Task statement »
Reprint every entry, character for character.

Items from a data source
++++
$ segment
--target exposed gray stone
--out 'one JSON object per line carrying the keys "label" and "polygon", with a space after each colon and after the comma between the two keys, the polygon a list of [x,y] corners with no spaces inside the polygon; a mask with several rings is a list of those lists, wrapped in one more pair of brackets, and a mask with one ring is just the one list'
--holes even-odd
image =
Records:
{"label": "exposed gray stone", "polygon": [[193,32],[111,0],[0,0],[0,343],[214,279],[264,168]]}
++++
Answer space »
$ segment
--target exposed gray stone
--out 'one JSON object per line carrying the keys "label" and "polygon", with a space after each colon and after the comma between the two keys, the polygon a list of [x,y] corners with no spaces inside the polygon; a mask with several rings is a list of those lists, wrapped in one more pair of brackets, and a mask with one ring is just the one list'
--holes even-odd
image =
Records:
{"label": "exposed gray stone", "polygon": [[193,32],[111,0],[0,0],[0,343],[214,279],[264,168]]}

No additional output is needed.